- _RECORD EXCERPTS_:
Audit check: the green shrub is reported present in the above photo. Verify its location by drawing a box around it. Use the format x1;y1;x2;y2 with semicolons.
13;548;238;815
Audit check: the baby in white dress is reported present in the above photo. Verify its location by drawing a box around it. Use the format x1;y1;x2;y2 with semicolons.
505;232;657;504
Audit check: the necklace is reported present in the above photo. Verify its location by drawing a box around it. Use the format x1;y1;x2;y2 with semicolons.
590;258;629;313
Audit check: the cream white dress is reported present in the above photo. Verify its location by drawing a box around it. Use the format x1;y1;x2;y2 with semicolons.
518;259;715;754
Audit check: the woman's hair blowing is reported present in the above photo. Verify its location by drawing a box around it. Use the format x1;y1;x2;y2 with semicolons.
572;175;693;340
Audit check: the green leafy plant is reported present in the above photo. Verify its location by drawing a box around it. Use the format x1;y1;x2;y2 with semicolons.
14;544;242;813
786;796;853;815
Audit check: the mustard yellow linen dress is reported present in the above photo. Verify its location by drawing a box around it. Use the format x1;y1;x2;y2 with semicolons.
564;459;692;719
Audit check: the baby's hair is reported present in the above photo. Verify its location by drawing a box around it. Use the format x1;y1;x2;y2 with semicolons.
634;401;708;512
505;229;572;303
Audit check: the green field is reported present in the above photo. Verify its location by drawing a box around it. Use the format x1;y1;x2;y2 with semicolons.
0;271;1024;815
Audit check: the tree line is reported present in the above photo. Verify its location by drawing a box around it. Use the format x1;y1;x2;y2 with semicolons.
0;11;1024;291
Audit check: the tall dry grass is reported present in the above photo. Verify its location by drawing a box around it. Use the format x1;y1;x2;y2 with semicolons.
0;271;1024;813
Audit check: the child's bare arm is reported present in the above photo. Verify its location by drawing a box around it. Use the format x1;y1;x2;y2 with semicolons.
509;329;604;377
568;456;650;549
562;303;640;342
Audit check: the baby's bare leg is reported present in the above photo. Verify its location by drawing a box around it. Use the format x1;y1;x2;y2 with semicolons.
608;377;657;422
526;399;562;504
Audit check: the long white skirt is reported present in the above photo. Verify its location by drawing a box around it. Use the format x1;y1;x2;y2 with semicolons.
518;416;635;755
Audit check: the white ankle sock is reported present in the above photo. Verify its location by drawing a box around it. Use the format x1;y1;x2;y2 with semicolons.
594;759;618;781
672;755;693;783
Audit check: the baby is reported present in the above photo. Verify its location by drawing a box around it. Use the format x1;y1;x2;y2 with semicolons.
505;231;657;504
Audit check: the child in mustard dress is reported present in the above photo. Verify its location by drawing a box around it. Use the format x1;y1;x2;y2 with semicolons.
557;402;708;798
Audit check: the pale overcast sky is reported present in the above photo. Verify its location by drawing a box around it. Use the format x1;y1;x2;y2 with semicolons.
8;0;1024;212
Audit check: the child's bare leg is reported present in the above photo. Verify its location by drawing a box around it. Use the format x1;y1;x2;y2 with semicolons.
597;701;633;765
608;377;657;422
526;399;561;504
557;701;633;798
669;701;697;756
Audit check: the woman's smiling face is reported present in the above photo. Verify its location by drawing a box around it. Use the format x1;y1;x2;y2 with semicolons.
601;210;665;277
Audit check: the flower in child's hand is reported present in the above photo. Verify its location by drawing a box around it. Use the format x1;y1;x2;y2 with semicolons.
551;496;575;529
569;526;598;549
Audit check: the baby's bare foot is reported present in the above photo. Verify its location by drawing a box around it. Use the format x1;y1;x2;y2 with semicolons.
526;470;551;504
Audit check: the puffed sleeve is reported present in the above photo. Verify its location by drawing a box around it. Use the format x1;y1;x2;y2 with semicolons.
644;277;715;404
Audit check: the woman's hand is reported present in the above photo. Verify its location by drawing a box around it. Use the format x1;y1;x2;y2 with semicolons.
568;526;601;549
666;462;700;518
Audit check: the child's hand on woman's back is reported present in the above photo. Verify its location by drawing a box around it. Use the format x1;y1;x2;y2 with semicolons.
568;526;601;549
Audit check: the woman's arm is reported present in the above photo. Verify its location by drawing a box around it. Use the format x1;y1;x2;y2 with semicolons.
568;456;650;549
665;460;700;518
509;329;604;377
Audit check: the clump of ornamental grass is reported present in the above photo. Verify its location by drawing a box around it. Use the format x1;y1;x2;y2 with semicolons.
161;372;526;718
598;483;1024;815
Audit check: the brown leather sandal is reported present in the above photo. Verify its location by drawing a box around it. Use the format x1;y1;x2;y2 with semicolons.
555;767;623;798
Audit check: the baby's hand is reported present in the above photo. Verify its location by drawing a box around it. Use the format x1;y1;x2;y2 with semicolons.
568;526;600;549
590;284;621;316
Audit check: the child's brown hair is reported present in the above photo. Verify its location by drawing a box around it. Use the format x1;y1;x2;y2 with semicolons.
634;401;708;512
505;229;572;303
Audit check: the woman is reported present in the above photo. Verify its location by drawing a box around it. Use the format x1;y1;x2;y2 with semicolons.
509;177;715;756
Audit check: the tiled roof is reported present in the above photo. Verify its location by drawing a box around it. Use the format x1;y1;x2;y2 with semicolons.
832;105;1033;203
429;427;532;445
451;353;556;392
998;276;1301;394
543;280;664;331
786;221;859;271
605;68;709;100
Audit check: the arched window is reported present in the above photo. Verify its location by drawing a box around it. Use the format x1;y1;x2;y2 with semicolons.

- _TASK REQUIREMENTS_: Please present all of the rows above as a numbered list, leaving out any blank lines.

- _COMPLETE RESPONSE_:
1. Audit check: the green shrub is reported present in the above photo. Verify its location by drawing a box around it. Use the format x1;y1;x2;y2 with semicolons.
2. 13;548;238;815
3. Audit check: the baby in white dress is reported present in the above photo. Verify its location by drawing a box around it. Use the format x1;y1;x2;y2 with semicolons.
4. 505;232;657;504
5. Audit check: the necklace is reported present in the above photo. Verify its location by drawing a box around it. Use the format x1;y1;x2;y2 with semicolons.
6. 590;258;629;313
7. Audit check: the cream white dress is reported present in the above photo. Verify its location by drawing a box around it. Use the format x1;y1;x2;y2 with semicolons.
8. 518;259;715;754
9. Audit check: the woman's hair blowing is reported present in the above photo. Verify its location by drawing a box around it. Use the format x1;y1;x2;y2 with semicolons.
10. 572;175;693;340
11. Audit check: the green leafy plant is reported present in the above photo. Verify its location by drawing a box around it. Use the format x1;y1;x2;y2 with semicolons.
12. 14;544;242;813
13. 786;796;853;815
14. Audit check: the mustard yellow linen dress is reported present in the above photo. Verify its location by drawing a box around it. Use the format x1;y1;x2;y2 with semicolons.
15. 564;459;692;719
16. Audit check: the baby's hair is reported present in the above photo. Verify its location by drawing a box around it. Use the format x1;y1;x2;y2 with semicolons.
17. 634;401;708;512
18. 505;229;572;303
19. Audit check: the green field is reported present in the above photo. Verify its location by drawing a box around it. Use the format x1;y1;x2;y2 with semicolons.
20. 0;271;1024;815
21. Audit check: the tree line is reported present in the above photo. Verify its location by drawing a box around it. Use the format x1;y1;x2;y2 with semicolons.
22. 0;11;1024;291
23. Audit check: the tall dry grass is reported present in the above photo. Verify its location by drawing a box around it. Use the format x1;y1;x2;y2 with semicolons.
24. 0;271;1024;813
25. Audit check: the child's bare arm is reported present in the above photo. Verify its location by drawing a box around it. Use the format x1;y1;x2;y2 with semicolons.
26. 509;329;604;377
27. 568;456;650;549
28. 562;303;640;342
29. Audit check: the baby's bare leg is reported present in the above photo. Verify its location by drawing a box around it. Use the format x1;y1;x2;y2 with semicolons.
30. 608;377;657;422
31. 526;399;562;504
32. Audit check: the long white skirt is reported present in the above photo. Verify its location by drawing a box around it. Use the format x1;y1;x2;y2 with semicolons.
33. 518;416;635;755
34. Audit check: the white ankle sock is reported present in the above photo. Verify its location by drawing a box around it. Use the format x1;y1;x2;y2 with semicolons.
35. 594;759;618;781
36. 672;755;693;783
37. Audit check: the baby is reported present in the above photo. Verify its location by drawing a box around it. Use the format x1;y1;x2;y2 with semicolons.
38. 505;231;657;504
39. Audit check: the child in mustard dress is reported present in the above photo. Verify its location by drawing a box around it. Use the format x1;y1;x2;y2 with semicolons.
40. 557;402;708;798
41. Audit check: the pale overcast sky is reported present in the above photo. Verify its location by drawing a box around it. Use the format x1;y1;x2;y2 with semicolons.
42. 8;0;1024;212
43. Audit check: the child's bare leg is reported present in the above photo. Verify its location by drawing a box around it. Use the format x1;y1;x2;y2 with semicolons.
44. 597;701;633;765
45. 608;377;657;422
46. 526;399;561;504
47. 557;701;633;798
48. 669;701;697;756
49. Audit check: the woman's smiling face is reported present in the above photo. Verify its location by drawing a box around it. Use the format x1;y1;x2;y2 with semicolons.
50. 601;210;665;277
51. Audit check: the flower in child's hand is reported present in the above photo. Verify its location by drawing a box around it. Use the format x1;y1;x2;y2 with semicolons.
52. 551;496;575;529
53. 569;526;598;549
54. Audit check: the baby's bare foot is reported present in the above photo. Verify its location by drawing a box around it. Use the format x1;y1;x2;y2 with semicolons.
55. 526;470;551;504
56. Audit check: the puffed sleeve is reported present in the above photo. Verify its location by drawing a box around it. Use the format x1;y1;x2;y2 with semicolons.
57. 644;277;715;404
58. Audit check: the woman's hand is reported present in the above photo. Verify its location by drawing a box around it. Use the format x1;y1;x2;y2 with semicolons.
59. 568;526;601;549
60. 666;462;700;518
61. Audit check: the child's hand on woman's back is reported present in the above photo. Verify its location by drawing a box around it. Use the format x1;y1;x2;y2 with semicolons.
62. 568;526;601;549
63. Audit check: the woman's arm is reported present in the above photo. Verify its location by drawing a box around it. Use the format x1;y1;x2;y2 with semicolons.
64. 568;456;650;549
65. 665;460;700;518
66. 509;329;604;377
67. Audit check: the clump of ornamental grass is reported present in the above photo. Verify its location by drawing a box around it. Use the format x1;y1;x2;y2 with semicolons.
68. 161;372;526;718
69. 598;483;1024;815
70. Audit check: the brown leather sandal is reported present in the above photo. Verify its location by drawing a box around it. Use the format x1;y1;x2;y2 with semicolons.
71. 555;767;623;798
72. Audit check: the baby's hand is reported present in the above photo. Verify its location by drawing a box around it. Use the format x1;y1;x2;y2 with semicolons.
73. 568;526;600;549
74. 590;284;621;316
75. Audit check: the child's brown hair is reported present in the above photo. Verify its location by drawing a box around it. Use the format x1;y1;x2;y2 with semicolons.
76. 634;401;708;512
77. 505;229;572;303
78. Audit check: the woman is reported present in the above photo. Verify its location by drawing a box around it. Use the format x1;y1;x2;y2 with semicolons.
79. 509;177;715;756
80. Audit check: the tiled roof is reported present in the above photo. Verify its location by drawing a box around it. Use the format x1;y1;x2;y2 with semicolons.
81. 832;105;1033;203
82. 429;427;532;445
83. 451;353;556;392
84. 998;276;1301;394
85. 543;280;664;331
86. 786;221;859;271
87. 605;68;709;100
88. Audit check: the arched window is reported present in the above photo. Verify its location by drawing a box around it. Use the format x1;y1;x2;y2 with semicolons.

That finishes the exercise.